Thus by attacking the very systems that supported women, and that they supported, combined with the Church’s determination to keep its power base male, women found themselves on the outside of their society, de-valued, worthless in all areas which counted, a perceived threat to the male mechanistic world view, and objects for men’s use and desire. Like the tree, they could easily be disposed of, for they were no longer viewed as an equal human being to man, they had become subhuman, a thing to be controlled and curtailed, viewed as being unable to take responsibility for their own lives, and `flawed’ since the `sin’ of Eve.
It is strange to remember just what Eve’s `sin’ had been. She had the courage to eat from the tree of knowledge and offer this knowledge to the man. Perhaps after all, it would have been best if she had kept this knowledge for herself!
We see how women have been reduced and yet have managed to function albeit in a diminished manner. It is women who have suffered…yes. Nevertheless, it is also men and society as a whole that has suffered. Society has become unbalanced and has in effect now started a civil war between the genders instead of looking at the causes and effects in the nature of reconciliation now termed as a route for allowing the past to be acknowledged and then forgiven and moved on from. This is no imaginary war, despite few recognising it as such. Women are now choosing to raise children independently of men and male fertility is decreasing at an alarming rate. DNA can now be taken from the skin of a woman and used to fertilise the ovum, thus reducing the need for male participation at all. This is not healthy for the race as a whole and the need is for understanding and co-operation between the sexes, not men vv women. The long-term implications of not finding the balance between men and women are disastrous for the survival of the species and the planet.

·····

Goal of the exercise — In the passage about women and the Church, what does the text say Eve's "sin" had been?

·····

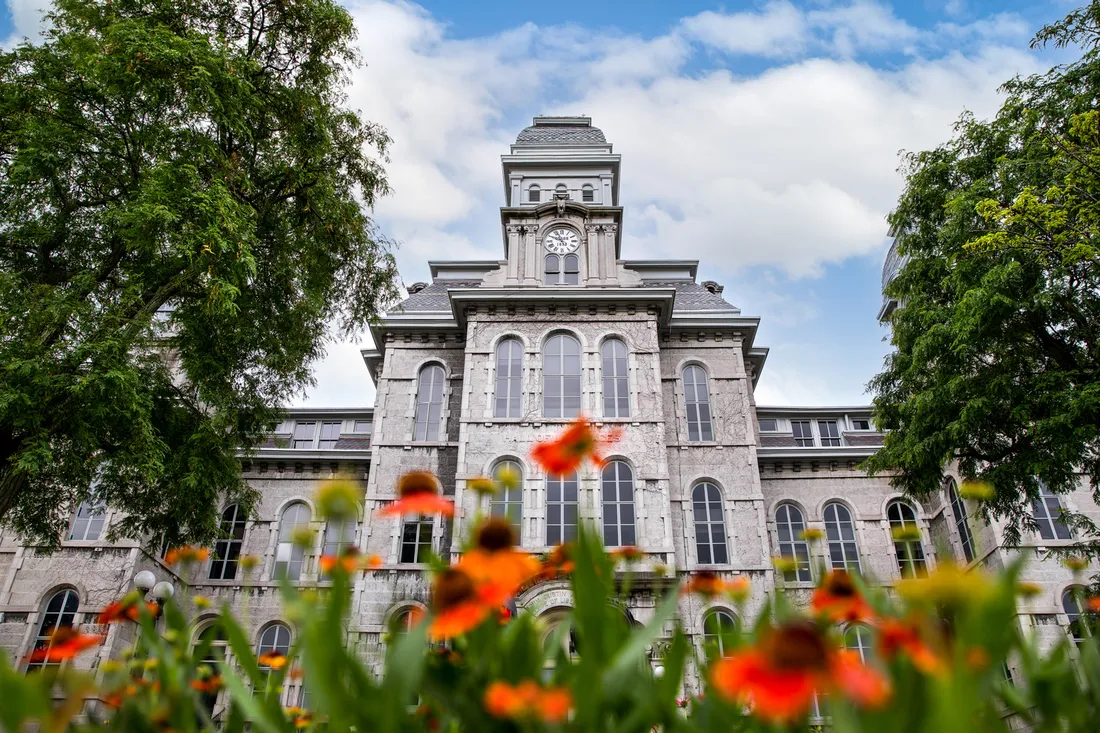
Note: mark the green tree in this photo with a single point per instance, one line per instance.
(183, 217)
(997, 337)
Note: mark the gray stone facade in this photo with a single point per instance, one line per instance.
(756, 460)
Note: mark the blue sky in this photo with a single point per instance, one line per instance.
(759, 138)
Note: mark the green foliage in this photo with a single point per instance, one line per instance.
(997, 337)
(609, 678)
(183, 197)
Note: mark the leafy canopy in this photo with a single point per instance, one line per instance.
(997, 337)
(183, 214)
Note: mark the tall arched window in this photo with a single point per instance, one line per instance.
(910, 554)
(790, 524)
(1047, 510)
(710, 526)
(561, 372)
(718, 630)
(840, 532)
(561, 509)
(697, 402)
(508, 502)
(227, 550)
(88, 521)
(59, 612)
(429, 403)
(958, 511)
(616, 488)
(509, 378)
(288, 554)
(616, 385)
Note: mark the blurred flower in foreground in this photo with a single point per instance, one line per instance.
(495, 566)
(65, 643)
(564, 453)
(788, 666)
(455, 604)
(528, 700)
(838, 599)
(418, 493)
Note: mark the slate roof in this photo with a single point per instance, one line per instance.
(690, 296)
(561, 134)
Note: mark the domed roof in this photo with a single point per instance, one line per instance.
(561, 131)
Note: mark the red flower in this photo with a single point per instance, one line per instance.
(65, 643)
(781, 674)
(838, 599)
(564, 453)
(418, 493)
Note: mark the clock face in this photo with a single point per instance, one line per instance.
(561, 240)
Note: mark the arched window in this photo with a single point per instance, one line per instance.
(1071, 604)
(509, 378)
(429, 403)
(561, 371)
(561, 509)
(857, 637)
(1047, 510)
(59, 611)
(960, 524)
(789, 527)
(910, 554)
(275, 639)
(571, 270)
(710, 526)
(288, 554)
(210, 647)
(616, 386)
(227, 550)
(508, 502)
(697, 402)
(840, 532)
(88, 521)
(616, 487)
(718, 630)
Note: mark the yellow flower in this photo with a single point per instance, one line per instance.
(338, 499)
(482, 485)
(977, 490)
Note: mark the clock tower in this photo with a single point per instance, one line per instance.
(561, 220)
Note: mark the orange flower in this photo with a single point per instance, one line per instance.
(186, 554)
(418, 494)
(564, 453)
(65, 643)
(895, 636)
(272, 659)
(838, 599)
(495, 566)
(527, 700)
(781, 674)
(208, 686)
(455, 603)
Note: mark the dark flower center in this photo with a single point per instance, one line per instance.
(495, 535)
(798, 645)
(417, 482)
(451, 588)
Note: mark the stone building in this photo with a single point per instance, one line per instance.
(491, 357)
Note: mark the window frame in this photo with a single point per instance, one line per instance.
(425, 401)
(615, 383)
(846, 546)
(712, 495)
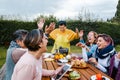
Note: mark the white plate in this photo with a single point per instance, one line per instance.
(47, 55)
(63, 60)
(94, 77)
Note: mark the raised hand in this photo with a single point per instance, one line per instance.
(49, 28)
(81, 33)
(40, 23)
(93, 60)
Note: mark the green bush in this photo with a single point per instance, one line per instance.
(9, 26)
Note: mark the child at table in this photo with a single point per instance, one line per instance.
(104, 52)
(29, 67)
(114, 69)
(90, 46)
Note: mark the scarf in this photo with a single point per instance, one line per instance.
(107, 51)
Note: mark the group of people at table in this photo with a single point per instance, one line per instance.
(24, 55)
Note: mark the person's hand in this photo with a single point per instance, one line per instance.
(118, 55)
(40, 23)
(79, 44)
(81, 33)
(50, 28)
(58, 70)
(93, 60)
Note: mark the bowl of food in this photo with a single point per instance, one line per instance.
(74, 75)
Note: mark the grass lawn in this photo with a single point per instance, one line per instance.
(74, 49)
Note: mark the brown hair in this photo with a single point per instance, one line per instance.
(95, 36)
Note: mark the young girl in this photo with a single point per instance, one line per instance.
(114, 69)
(29, 67)
(104, 52)
(90, 45)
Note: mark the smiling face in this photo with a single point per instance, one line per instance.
(91, 37)
(62, 27)
(101, 43)
(43, 44)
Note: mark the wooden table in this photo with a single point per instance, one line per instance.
(85, 73)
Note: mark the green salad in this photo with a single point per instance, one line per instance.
(74, 75)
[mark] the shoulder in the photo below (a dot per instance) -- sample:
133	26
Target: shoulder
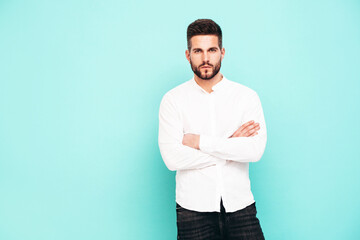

·····

Written solution — She ate from the tree of knowledge and offered that knowledge to the man.